Can all of these lines be returned exactly?

....

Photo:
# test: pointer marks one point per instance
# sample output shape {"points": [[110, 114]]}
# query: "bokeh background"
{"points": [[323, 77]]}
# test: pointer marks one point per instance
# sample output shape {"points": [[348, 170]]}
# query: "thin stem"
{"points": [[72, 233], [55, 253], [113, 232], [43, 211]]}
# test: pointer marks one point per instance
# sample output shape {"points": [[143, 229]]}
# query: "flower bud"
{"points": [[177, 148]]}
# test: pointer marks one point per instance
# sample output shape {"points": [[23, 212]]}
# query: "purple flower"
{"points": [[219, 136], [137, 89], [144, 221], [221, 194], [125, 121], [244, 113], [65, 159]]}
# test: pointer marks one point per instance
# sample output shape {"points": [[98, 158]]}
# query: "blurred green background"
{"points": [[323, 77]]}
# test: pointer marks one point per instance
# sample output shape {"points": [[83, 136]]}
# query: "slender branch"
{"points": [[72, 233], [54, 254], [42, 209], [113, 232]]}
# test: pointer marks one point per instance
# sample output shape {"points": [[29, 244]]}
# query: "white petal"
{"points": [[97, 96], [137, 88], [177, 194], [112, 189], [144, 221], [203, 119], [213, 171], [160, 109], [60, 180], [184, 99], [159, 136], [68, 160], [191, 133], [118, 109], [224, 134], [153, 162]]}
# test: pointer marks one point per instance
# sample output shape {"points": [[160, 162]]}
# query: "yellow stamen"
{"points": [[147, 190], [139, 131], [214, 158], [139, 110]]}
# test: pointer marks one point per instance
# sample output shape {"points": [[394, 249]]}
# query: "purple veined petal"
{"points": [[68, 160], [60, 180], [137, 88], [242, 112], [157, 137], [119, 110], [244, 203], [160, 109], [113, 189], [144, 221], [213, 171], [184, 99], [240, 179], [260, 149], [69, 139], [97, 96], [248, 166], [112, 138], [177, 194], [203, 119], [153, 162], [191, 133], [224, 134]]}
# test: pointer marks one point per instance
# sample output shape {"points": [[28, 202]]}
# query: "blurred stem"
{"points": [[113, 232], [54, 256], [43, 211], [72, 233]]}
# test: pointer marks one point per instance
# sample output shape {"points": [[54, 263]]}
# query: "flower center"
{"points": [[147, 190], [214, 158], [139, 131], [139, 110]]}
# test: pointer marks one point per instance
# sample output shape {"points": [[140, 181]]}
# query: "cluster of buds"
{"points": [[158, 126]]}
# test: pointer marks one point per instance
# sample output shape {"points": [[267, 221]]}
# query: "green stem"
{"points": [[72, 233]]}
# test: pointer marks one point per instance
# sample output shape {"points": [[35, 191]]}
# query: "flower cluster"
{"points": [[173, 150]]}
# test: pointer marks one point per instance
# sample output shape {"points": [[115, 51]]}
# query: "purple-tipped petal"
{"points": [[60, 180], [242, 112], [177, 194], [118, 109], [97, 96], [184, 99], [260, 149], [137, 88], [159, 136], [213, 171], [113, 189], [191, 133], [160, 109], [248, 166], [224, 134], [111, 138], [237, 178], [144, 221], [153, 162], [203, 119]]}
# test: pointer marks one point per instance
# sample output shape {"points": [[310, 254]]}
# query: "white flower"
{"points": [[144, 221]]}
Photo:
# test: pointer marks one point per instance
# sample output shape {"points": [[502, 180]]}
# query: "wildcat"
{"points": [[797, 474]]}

....

- _Answer to the task_:
Photo:
# test: pointer marks one point per instance
# sample output shape {"points": [[110, 114]]}
# query: "bokeh background"
{"points": [[323, 77]]}
# test: pointer marks one point per instance
# sample output shape {"points": [[348, 170]]}
# query: "thin stem"
{"points": [[72, 233], [55, 253], [113, 232], [43, 211]]}
# test: pointer marks one point per instance
# sample output shape {"points": [[143, 229]]}
# query: "flower bud"
{"points": [[177, 148]]}
# test: pointer marks one point per instance
# sample output shape {"points": [[23, 212]]}
# query: "purple flower"
{"points": [[219, 136], [137, 89], [144, 221], [221, 194], [125, 121], [244, 113], [65, 159]]}
# test: pointer marks one point per instance
# sample output shape {"points": [[98, 158]]}
# query: "blurred green background"
{"points": [[323, 77]]}
# test: pointer marks one point per instance
# sample output shape {"points": [[83, 136]]}
# query: "slender branch"
{"points": [[72, 233], [54, 254], [42, 209], [113, 232]]}
# test: pointer marks one point per instance
# sample output shape {"points": [[29, 244]]}
# query: "white petal"
{"points": [[97, 96], [137, 88], [177, 194], [112, 189], [144, 221], [203, 119], [213, 171], [160, 109], [60, 180], [184, 99], [159, 136], [68, 160], [191, 133], [118, 109], [224, 134], [153, 162]]}
# test: pointer marks one point per instance
# sample output shape {"points": [[160, 162]]}
# query: "yellow stamen"
{"points": [[147, 190], [139, 131], [214, 158], [139, 110]]}
# test: pointer marks one point per instance
# sample output shape {"points": [[394, 249]]}
# query: "purple veined petal"
{"points": [[68, 160], [60, 180], [137, 88], [242, 112], [157, 137], [119, 110], [244, 203], [160, 109], [113, 189], [144, 221], [213, 171], [184, 99], [240, 179], [260, 149], [69, 139], [97, 96], [248, 166], [112, 138], [177, 194], [203, 119], [153, 162], [191, 133], [224, 134]]}
# test: pointer marks one point per instance
# sample output shape {"points": [[28, 202]]}
# query: "blurred stem"
{"points": [[113, 232], [54, 256], [43, 211], [72, 233]]}
# test: pointer marks one point per instance
# sample output shape {"points": [[54, 263]]}
# query: "flower center"
{"points": [[147, 190], [214, 158], [139, 131], [139, 110]]}
# test: pointer marks one point per instance
# sample output shape {"points": [[140, 181]]}
# query: "cluster of buds"
{"points": [[158, 126]]}
# test: pointer marks one point per instance
# sample output shape {"points": [[267, 221]]}
# query: "green stem"
{"points": [[72, 233]]}
# test: pointer marks one point per instance
# sample output shape {"points": [[35, 191]]}
# query: "flower cluster"
{"points": [[173, 150]]}
# test: pointer marks one point per instance
# sample output shape {"points": [[115, 51]]}
# query: "purple-tipped petal"
{"points": [[60, 180], [242, 112], [177, 194], [118, 109], [97, 96], [184, 99], [260, 149], [137, 88], [159, 136], [213, 171], [113, 189], [191, 133], [160, 109], [248, 166], [224, 134], [111, 138], [237, 178], [144, 221], [153, 162], [203, 119]]}
# test: pointer marks one point per instance
# sample output shape {"points": [[310, 254]]}
# query: "white flower"
{"points": [[144, 221]]}
Photo:
# test: pointer marks one point per instance
# sample output shape {"points": [[502, 180]]}
# query: "wildcat"
{"points": [[797, 474]]}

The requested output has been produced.